• Set problem:
Each record below should appear again exactly as written.

## begin Source material

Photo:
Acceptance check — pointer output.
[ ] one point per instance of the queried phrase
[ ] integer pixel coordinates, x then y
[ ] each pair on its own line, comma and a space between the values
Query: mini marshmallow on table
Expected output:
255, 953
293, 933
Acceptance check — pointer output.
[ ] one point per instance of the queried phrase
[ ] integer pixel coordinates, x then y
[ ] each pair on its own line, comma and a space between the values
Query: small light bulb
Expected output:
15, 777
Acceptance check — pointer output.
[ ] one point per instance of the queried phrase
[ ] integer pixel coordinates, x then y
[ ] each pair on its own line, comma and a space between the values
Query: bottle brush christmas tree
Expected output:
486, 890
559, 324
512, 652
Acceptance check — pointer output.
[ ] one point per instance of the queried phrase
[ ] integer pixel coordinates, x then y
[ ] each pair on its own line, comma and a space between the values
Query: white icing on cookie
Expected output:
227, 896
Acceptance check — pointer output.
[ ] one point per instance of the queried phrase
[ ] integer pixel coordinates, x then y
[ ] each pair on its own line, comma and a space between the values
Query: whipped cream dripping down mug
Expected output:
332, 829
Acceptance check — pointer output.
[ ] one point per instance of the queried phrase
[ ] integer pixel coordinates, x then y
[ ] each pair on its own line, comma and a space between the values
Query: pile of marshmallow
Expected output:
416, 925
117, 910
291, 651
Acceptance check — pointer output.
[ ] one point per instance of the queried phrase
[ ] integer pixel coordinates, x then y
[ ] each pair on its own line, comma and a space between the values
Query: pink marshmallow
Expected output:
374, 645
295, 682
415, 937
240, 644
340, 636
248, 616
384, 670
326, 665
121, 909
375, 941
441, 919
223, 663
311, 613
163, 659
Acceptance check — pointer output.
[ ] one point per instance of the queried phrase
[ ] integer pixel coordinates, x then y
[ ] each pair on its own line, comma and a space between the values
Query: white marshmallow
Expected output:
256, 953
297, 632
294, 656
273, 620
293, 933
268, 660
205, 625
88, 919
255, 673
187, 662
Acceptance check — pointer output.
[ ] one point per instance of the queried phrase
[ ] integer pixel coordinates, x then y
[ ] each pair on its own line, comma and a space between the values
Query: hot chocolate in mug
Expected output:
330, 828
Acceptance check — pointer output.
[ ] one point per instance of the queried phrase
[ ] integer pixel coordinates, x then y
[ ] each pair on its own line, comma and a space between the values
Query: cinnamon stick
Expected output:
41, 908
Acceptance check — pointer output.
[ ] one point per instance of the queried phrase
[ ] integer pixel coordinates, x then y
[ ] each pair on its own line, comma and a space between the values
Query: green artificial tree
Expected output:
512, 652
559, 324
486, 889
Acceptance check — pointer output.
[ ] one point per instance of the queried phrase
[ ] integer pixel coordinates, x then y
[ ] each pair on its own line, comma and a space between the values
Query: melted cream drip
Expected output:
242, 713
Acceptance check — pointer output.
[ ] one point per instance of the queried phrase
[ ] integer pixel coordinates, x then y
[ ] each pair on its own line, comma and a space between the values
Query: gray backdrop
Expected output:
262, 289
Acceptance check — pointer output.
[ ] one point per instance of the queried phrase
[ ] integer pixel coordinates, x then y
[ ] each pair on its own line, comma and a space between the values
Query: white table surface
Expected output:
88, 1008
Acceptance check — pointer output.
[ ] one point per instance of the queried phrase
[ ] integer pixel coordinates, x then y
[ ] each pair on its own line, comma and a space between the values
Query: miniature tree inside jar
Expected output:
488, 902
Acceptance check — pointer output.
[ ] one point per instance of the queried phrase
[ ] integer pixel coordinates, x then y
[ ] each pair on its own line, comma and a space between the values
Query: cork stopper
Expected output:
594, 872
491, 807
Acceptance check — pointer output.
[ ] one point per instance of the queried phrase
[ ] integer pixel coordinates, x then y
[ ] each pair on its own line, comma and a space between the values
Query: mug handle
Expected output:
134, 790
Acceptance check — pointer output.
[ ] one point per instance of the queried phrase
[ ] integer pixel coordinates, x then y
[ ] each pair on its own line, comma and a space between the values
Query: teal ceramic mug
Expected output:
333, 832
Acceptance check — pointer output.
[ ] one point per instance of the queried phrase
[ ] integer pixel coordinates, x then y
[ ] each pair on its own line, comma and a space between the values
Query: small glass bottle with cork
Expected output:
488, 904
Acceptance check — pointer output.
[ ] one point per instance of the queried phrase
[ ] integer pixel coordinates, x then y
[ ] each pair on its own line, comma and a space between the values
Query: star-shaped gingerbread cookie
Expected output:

## end Source material

• The output:
Photo:
Acceptance check — pointer output.
[ ] one point per instance of the queried phrase
[ ] integer pixel coordinates, x then y
[ ] each pair on its own line, comma and a space between the values
Query: mini marshmallow on table
Expected output:
255, 953
293, 933
Acceptance check — pointer output.
[ ] one point per instance of the queried phrase
[ ] integer pixel coordinates, x then y
[ ] each pair on its own line, comma and a space between the values
Query: small light bulb
Expected output:
15, 777
Acceptance check — pointer output.
[ ] one point per instance of the queried phrase
[ ] integer pixel coordinates, x then y
[ ] each pair on its own line, comma and a space between the values
Query: bottle brush christmas tree
Expected output:
486, 890
559, 324
512, 652
Acceptance check — pointer output.
[ ] one point per instance of the queried phrase
[ ] integer pixel coordinates, x then y
[ ] each pair on its own line, comma and a space between the values
Query: white icing on cookie
Expected output:
227, 896
Acceptance check — pointer output.
[ ] one point per instance of the queried phrase
[ ] integer pixel coordinates, x then y
[ ] each pair on its own line, comma and a space between the values
Query: whipped cream dripping down mug
Expected output:
332, 829
Acceptance check — pointer output.
[ ] one point per instance of the queried phrase
[ ] integer pixel coordinates, x then y
[ ] each pair on its own line, comma and a space between the values
Query: pile of marshmallow
Expected output:
416, 925
117, 910
291, 651
Acceptance check — pointer output.
[ ] one point per instance of the queried phrase
[ ] integer pixel coordinates, x then y
[ ] each pair on its own line, comma and a space between the values
Query: pink marshmallow
Expected output:
374, 645
295, 682
415, 937
240, 644
340, 636
248, 616
384, 670
326, 665
121, 909
375, 941
441, 919
223, 663
311, 613
163, 659
Acceptance check — pointer output.
[ ] one point per instance of the queried phrase
[ ] integer pixel coordinates, x then y
[ ] each pair on its own line, comma and a space between the values
Query: white marshmallow
Expected output:
256, 953
297, 632
294, 656
273, 620
293, 933
268, 660
205, 625
88, 919
255, 673
187, 662
Acceptance check — pointer output.
[ ] one point per instance of the queried phrase
[ ] integer pixel coordinates, x then y
[ ] each pair on its own line, comma and a space between the values
Query: hot chocolate in mug
Expected output:
330, 828
Acceptance check — pointer output.
[ ] one point per instance of the queried phrase
[ ] integer pixel coordinates, x then y
[ ] each pair on its own line, comma and a space between the values
Query: cinnamon stick
Expected output:
41, 908
Acceptance check — pointer output.
[ ] one point per instance of the queried phrase
[ ] integer pixel coordinates, x then y
[ ] each pair on its own line, comma and a space between the values
Query: green artificial tree
Expected output:
512, 652
559, 324
486, 889
Acceptance check — pointer output.
[ ] one point per instance of the queried phrase
[ ] integer pixel coordinates, x then y
[ ] each pair on its own line, comma and a space between the values
Query: melted cream drip
Expected output:
242, 713
Acceptance check — pointer output.
[ ] one point per instance of the queried phrase
[ ] integer pixel coordinates, x then y
[ ] each pair on its own line, comma and a space between the values
Query: gray backdrop
Expected output:
262, 289
Acceptance check — pointer output.
[ ] one point per instance of the queried phrase
[ ] integer pixel coordinates, x then y
[ ] each pair on its own line, comma and a space between the values
Query: white table surface
Expected output:
88, 1008
Acceptance check — pointer output.
[ ] one point per instance of the queried phrase
[ ] integer pixel coordinates, x then y
[ ] each pair on its own line, comma and a space between the values
Query: miniature tree inside jar
Expected output:
488, 902
Acceptance check — pointer output.
[ ] one point per instance of the queried phrase
[ ] integer pixel coordinates, x then y
[ ] each pair on its own line, comma and a space between the values
Query: cork stopper
Expected output:
594, 872
491, 807
Acceptance check — pointer output.
[ ] one point per instance of the queried phrase
[ ] integer pixel coordinates, x then y
[ ] each pair on its own line, comma and a space between the values
Query: mug handle
Expected output:
134, 790
Acceptance check — pointer output.
[ ] one point per instance of the queried phrase
[ ] integer pixel coordinates, x then y
[ ] each pair on its own line, comma and a space between the values
Query: teal ceramic mug
Expected output:
333, 832
Acceptance check — pointer output.
[ ] one point per instance of the queried phrase
[ ] integer pixel coordinates, x then y
[ ] each pair on its own line, comma and a space between the values
Query: small glass bottle with cork
Expected output:
488, 904
Acceptance check — pointer output.
[ ] one point per instance of the queried phrase
[ ] integer pixel coordinates, x then y
[ ] each pair on its own line, comma and a space between the values
Query: star-shaped gingerbread cookie
Expected output:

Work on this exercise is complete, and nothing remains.